--- What you will do ---
In the review of Frank Miller's Sin City, why is the series' fictional city nicknamed Sin City?

--- Source text ---
-- -- --

Frank Miller's Sin City

The Sin City Series is what made me a believer in graphic novels, hard boiled fiction and all things cool. When Frank Miller wrote it, he had Mickey Spillane whispering in his ear as well as the ghosts of many sci fi and horror writers. What I like most about the series is the setting.

It takes place in a ficticious locale called Basin City, nick named  Sin City because of all the crime and corruption that exists. The city is made to look like a dark noirish art deco futuristic world.

The characters in the stories are a mix of hard-boiled cops, hoods and sword weilding chop socky prostitutes.

My favorite story of the bunch is The Hard Goodbye which features the most hardboiled noirish character of them all:Marv. Marv is Mike Hammer after he has had too many punches to the head and is now a half wit. He is big and lumbering and has a face that a mother could only not love, she wouldn't be able to look at it without screaming. But buried deep inside all of that tangled muscle and scar tissue, is Marv's good heart.

 In The Hard Goodbye Marv wakes up in the morning and finds Goldie, the woman he met the night before lying dead in sheets caked with her own blood. Marv manages to get out of there before the police break down his door and has a brain still functional enough to figure out that someone may have framed him. The rest of the story consists of him hunting down Goldie's killer and uncovering a political conspiracy. Even though the tale is derivative of Mickey Spillane's I The Jury, it still works.

The other story that I like isA  Dame to kill For. This features a sleazy private eye who gets into all sorts of trouble when a woman from his past shows up and needs his help.

-- -- --

--- Supplied data ---
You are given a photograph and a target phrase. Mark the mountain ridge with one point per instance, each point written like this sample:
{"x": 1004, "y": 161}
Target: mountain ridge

-- -- --

--- Exercise solution ---
Because of all the crime and corruption that exists there.